Donnez uniquement le nombre de lignes ci-dessous qui contiennent la chaîne « window ».

==========

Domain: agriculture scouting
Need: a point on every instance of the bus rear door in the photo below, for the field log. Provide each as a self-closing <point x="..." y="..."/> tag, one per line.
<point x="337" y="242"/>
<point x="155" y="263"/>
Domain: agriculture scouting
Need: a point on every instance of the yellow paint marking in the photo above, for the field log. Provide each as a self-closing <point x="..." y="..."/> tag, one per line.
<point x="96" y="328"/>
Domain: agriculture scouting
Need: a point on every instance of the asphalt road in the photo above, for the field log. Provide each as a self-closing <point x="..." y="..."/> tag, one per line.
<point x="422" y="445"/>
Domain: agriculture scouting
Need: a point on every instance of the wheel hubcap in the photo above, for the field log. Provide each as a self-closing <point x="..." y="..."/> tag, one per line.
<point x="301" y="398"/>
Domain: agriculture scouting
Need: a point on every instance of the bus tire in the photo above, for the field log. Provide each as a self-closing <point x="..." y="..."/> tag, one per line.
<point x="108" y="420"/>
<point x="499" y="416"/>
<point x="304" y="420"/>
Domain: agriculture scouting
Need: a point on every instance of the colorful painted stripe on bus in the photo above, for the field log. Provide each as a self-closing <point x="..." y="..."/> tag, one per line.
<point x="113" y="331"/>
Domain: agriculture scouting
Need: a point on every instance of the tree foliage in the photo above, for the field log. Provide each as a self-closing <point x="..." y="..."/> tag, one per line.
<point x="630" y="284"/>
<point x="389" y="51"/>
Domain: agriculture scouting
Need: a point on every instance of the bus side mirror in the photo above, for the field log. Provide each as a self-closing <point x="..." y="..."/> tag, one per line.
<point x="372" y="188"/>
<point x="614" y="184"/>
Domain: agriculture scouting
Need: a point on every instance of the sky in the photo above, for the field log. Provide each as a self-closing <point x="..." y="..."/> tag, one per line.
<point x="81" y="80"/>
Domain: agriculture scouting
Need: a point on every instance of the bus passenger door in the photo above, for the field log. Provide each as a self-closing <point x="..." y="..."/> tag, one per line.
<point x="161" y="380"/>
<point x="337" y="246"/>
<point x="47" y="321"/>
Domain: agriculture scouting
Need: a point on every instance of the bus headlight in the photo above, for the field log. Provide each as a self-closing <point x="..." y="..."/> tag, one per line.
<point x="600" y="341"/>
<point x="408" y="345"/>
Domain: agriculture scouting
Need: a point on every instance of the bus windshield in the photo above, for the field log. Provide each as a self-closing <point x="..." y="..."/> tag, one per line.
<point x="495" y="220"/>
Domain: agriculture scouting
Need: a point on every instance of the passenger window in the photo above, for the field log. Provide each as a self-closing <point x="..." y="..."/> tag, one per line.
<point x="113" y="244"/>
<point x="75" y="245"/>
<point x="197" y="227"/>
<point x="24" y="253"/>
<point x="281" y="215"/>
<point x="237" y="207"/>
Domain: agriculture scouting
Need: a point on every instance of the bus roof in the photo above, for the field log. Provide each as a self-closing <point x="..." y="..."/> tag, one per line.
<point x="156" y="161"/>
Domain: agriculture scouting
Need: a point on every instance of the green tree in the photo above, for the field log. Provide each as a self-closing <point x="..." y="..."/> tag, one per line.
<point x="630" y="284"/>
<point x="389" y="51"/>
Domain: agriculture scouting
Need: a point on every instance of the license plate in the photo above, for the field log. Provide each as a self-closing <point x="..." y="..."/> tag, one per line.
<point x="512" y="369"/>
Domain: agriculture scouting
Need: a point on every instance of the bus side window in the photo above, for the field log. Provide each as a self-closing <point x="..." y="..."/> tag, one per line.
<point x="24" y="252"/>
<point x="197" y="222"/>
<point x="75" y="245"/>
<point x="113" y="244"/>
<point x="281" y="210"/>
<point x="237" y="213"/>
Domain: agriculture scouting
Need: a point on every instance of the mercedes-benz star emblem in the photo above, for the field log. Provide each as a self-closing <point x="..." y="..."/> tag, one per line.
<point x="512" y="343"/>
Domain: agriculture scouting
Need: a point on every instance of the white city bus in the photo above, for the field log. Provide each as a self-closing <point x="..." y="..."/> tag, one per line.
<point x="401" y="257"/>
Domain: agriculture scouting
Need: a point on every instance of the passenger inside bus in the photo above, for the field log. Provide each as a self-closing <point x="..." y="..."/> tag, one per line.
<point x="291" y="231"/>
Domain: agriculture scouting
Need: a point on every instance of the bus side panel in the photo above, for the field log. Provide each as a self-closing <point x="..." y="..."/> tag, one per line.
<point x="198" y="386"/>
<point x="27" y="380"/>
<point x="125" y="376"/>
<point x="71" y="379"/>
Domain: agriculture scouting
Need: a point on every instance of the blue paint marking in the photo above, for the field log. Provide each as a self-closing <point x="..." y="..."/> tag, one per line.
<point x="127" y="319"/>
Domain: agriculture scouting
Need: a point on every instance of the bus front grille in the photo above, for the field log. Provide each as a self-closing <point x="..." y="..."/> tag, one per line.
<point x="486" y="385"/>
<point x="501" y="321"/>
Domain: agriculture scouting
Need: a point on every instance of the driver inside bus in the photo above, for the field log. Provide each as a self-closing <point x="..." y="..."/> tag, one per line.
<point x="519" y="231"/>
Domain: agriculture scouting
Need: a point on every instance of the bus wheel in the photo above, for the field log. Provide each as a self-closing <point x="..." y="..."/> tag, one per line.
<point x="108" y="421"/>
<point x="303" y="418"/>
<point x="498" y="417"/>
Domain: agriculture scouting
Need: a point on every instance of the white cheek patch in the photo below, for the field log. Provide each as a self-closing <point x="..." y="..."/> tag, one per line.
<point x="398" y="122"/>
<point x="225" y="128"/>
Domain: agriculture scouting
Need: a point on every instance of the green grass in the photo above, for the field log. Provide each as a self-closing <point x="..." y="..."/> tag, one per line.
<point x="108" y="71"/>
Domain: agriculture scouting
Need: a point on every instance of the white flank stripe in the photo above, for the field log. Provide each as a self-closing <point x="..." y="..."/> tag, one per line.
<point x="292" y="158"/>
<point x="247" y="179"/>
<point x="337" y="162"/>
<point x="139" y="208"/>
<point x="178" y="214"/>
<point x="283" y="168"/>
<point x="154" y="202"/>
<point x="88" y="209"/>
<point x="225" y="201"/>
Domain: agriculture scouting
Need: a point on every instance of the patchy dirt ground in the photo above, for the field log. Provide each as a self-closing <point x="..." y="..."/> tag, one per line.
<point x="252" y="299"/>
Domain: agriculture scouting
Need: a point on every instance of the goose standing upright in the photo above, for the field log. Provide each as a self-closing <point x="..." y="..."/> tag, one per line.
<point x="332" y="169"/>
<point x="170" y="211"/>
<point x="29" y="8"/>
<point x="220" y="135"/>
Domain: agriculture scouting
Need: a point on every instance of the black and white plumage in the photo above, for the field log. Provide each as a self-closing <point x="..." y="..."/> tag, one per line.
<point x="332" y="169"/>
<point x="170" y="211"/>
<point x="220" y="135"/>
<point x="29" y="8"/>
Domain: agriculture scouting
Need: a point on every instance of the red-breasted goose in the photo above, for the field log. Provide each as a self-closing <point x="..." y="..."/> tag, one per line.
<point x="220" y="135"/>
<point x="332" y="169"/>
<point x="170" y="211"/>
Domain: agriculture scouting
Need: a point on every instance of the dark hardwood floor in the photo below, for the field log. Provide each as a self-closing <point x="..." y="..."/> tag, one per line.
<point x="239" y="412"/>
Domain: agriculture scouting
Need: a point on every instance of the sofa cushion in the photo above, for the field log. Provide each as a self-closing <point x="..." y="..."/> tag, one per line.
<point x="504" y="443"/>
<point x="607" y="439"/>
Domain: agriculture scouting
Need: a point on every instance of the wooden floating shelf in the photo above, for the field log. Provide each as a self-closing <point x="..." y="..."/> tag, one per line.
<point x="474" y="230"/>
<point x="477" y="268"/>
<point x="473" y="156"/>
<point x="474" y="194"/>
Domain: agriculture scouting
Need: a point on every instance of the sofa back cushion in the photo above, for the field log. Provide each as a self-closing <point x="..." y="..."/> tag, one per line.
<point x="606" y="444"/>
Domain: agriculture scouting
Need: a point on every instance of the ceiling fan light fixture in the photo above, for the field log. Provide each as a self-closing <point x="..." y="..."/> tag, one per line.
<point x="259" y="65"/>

==========

**Solution proposée**
2